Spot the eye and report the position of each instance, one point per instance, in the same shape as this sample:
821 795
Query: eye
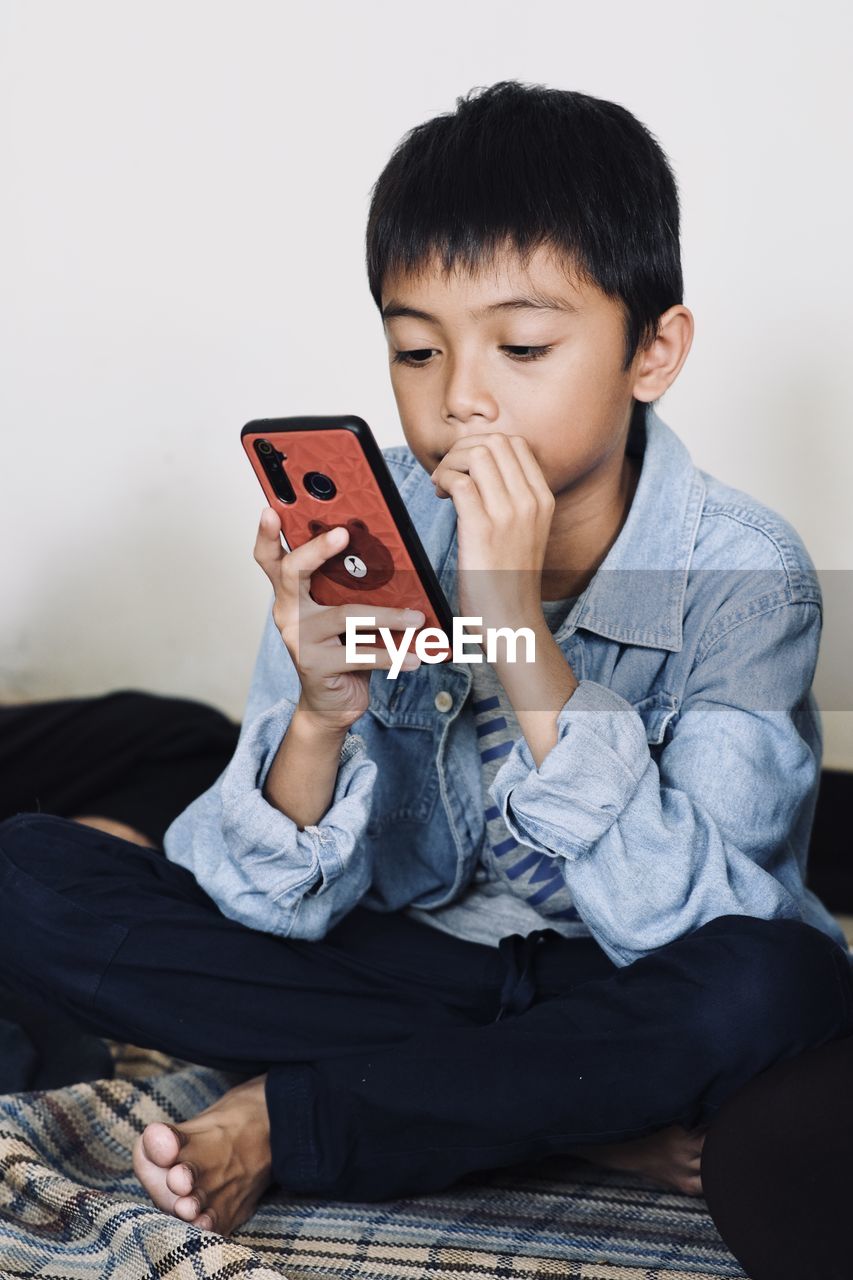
521 355
532 352
410 357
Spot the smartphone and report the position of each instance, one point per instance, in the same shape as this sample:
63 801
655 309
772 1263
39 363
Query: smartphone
318 472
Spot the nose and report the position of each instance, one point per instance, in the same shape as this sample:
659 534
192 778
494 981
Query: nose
466 394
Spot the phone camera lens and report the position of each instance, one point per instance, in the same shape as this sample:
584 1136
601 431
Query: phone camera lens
319 485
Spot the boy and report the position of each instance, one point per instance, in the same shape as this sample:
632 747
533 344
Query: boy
486 913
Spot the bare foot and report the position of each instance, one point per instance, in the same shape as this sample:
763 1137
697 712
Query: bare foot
211 1170
669 1157
115 828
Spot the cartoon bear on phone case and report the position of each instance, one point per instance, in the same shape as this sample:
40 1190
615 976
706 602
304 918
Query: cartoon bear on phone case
364 563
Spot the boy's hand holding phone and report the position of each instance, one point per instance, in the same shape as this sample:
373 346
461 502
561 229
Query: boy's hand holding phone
334 693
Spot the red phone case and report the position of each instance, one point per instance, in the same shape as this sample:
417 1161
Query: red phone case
383 562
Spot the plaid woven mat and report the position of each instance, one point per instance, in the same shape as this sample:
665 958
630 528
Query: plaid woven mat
72 1208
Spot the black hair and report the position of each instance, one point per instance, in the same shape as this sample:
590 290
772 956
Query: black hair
528 165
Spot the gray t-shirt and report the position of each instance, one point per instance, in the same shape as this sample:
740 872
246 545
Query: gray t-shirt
515 888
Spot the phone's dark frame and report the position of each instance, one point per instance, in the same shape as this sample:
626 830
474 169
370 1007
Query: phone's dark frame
389 492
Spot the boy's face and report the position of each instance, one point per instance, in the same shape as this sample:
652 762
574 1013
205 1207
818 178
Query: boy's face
466 364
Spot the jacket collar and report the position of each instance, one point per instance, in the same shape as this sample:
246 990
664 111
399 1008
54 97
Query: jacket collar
637 595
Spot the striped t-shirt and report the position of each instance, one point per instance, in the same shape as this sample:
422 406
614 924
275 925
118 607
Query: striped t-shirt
515 888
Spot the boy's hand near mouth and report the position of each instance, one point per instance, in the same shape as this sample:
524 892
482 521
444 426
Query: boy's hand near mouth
505 507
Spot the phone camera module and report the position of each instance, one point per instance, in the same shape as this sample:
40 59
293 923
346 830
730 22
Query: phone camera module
319 485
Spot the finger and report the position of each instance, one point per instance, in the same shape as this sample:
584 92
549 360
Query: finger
268 544
461 489
310 556
532 470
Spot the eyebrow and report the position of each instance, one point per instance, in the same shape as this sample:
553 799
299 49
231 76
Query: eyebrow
524 302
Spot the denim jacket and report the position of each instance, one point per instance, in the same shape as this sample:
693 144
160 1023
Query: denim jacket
683 781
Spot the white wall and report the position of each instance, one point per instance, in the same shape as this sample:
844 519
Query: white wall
185 188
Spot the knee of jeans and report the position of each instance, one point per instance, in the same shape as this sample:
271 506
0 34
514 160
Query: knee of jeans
784 981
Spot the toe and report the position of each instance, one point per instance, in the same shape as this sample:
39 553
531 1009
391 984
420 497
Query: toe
153 1178
187 1207
162 1143
182 1178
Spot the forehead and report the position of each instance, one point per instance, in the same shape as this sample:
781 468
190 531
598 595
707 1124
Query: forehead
503 275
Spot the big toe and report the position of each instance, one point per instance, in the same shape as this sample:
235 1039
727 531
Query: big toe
153 1178
162 1143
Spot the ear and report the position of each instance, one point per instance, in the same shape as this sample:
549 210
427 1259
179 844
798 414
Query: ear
658 365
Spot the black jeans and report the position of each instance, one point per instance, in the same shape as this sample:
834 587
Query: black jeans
133 757
401 1059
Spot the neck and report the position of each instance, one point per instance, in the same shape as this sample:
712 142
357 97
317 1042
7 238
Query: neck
585 524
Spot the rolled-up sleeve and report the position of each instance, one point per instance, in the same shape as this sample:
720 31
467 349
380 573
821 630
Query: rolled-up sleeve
655 845
254 860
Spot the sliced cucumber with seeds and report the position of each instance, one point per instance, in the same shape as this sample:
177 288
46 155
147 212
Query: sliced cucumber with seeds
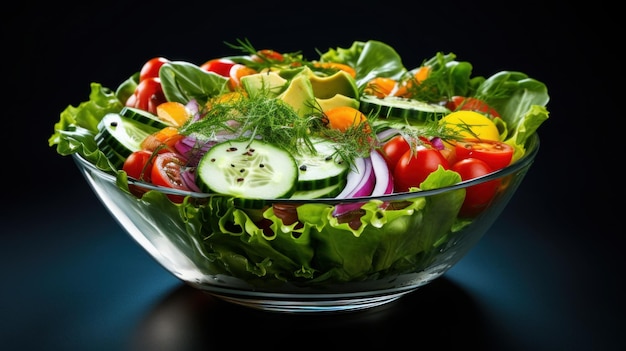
248 169
410 111
122 135
320 169
144 117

**The task:**
Replace "Spot" with "Locate" throughout the listing above and give it again with nothing else changed, leaving out the pictures.

**Exercise output:**
Locate the eye and report the position of each instance, one point per instance, in the same shape as this sample:
821 795
Query: eye
521 355
532 352
410 357
Locate the smartphone and report the position of each instance, one point per instance, in the same shape as this sample:
63 801
655 309
772 1263
39 363
Query: smartphone
318 472
Locate the nose and report the position of each instance, one point per instance, in the same shape as this sample:
659 534
192 778
494 981
Query: nose
466 394
Locate the phone camera lens and report the position of each instance, one point per instance, in the same shape as this sample:
584 1136
601 431
Query: phone camera lens
319 485
Locate the boy and report the position of each instance, one point per instance, in the same shape as this sample:
632 747
533 344
Query: boy
486 913
Locate the bare foot and report the position of each instance, one point per instance, in the same shape as this sample:
763 1137
697 712
Query: bare foot
211 1170
669 1157
115 828
Locate the cartoon bear on phone case and report the position of each instance, one point per instance, in the same shape as this sample:
40 1190
615 976
706 602
304 918
Query: cartoon bear on phone case
364 563
Locate the boy's hand holding phone and report the position of each instance, one point per instance, in the same shape as this sample:
373 346
461 502
561 229
Query: boy's hand holding phone
334 693
Locate the red phone case and report the position of each instance, one point per instance, in the same shape as this sample:
417 1161
Query: red phone case
383 562
Locate the plaid woven mat and report the position of each instance, one point per instance, in the same shape as this sample:
665 958
630 528
Query: plaid woven mat
72 1208
Locate the black hair and report the position of each instance, one point per instance, in the same shape as this sample:
590 290
772 956
Query: black hair
528 165
Locate the gray t-shirt and report the position of each instance, one point per instance, in the same shape as this sample:
740 872
246 545
Query: gray t-shirt
515 888
Locate the phone's dark frame and report the position of each instance, one point per instance, in the same shape as this sample:
626 830
474 169
370 1007
Query: phone's dark frame
389 492
Locate the boy's face and report the position of each instance, one point per instance, in the same shape as this sample:
652 762
574 1013
205 1207
818 178
Query: boy's face
466 364
Locate the jacket collar and report the position of each instance, one point per instance, in the same shape as this sample:
246 990
664 111
399 1008
54 97
Query: jacket collar
637 595
Locate the striped t-shirt and report the position of each instance, one point per instance, in the same shape as this sample:
422 406
614 924
275 925
118 607
Query: striped t-shirt
515 888
Locate the boy's hand near mouth and report the position of each instance, one point per instance, in the same shape as this sample:
524 892
482 521
444 426
Query: boy's hand near mouth
505 507
Locate the phone camera module and report the position of each instance, one point per instance, in the same shape as this sample:
40 59
293 923
346 830
730 22
Query: phone camera module
319 485
Locate the finger and report the position of each instance, one point per instance, in the same shape as this sample:
584 92
549 360
Query: finger
268 544
461 489
310 556
532 470
Locate the eyebrow and report the position of each instance, one point per instance, in the same shape as this sample:
553 799
299 49
231 76
Query: eyebrow
524 302
Locate the denim jacket and report the position of each instance, one point per instance, in the same shape as this sample:
693 144
160 1023
Query: denim jacket
683 781
Locate the white wall and report the position of each instance, one point per instance, in the same shape as this sample:
844 519
Query: white wall
185 188
Locate the knee of jeans and report the position of each instance, one point per instance, in the same shape as this sample:
271 506
0 34
514 160
Query: knee of jeans
784 981
Locate the toe and report the position of each instance, one point per instance, in the same shape as this sample:
39 553
531 1009
391 984
420 497
Query: toe
153 1178
187 1207
162 1143
182 1178
Locate the forehead and report the position of each instance, one point per instance, in the same shape as this sample:
781 468
190 531
598 595
707 1124
Query: forehead
503 275
Locate the big toe and report the position of each instance, one point per instance, in the same shape as this sample:
235 1039
727 531
Query: big toe
153 1178
162 1143
Locate the ear and report the position of each instance, one point per instance, in the same shape as this sample:
549 210
427 1259
179 844
798 414
Query: ear
658 365
Locate the black jeans and report the position of each instance, one point per instance, in the same shape as this sample:
834 587
Query: black jeans
133 757
401 1059
Locate the neck and report the position of each instance, one point per instance, in the same shape as this sample:
712 142
357 97
317 1042
7 238
Query: neck
585 524
Locate the rolled-up sleeve and report the position of each instance, one point per instance, in the same shape as this sample:
720 31
467 349
380 573
821 630
Query: rolled-up sleeve
655 845
254 860
Locate the sliced cucumber with seeds and report the position of each instance, one point per instance, in the same shape as this sample:
177 288
46 155
147 212
Query: sliced cucumber with seeds
248 169
410 111
122 135
320 169
144 117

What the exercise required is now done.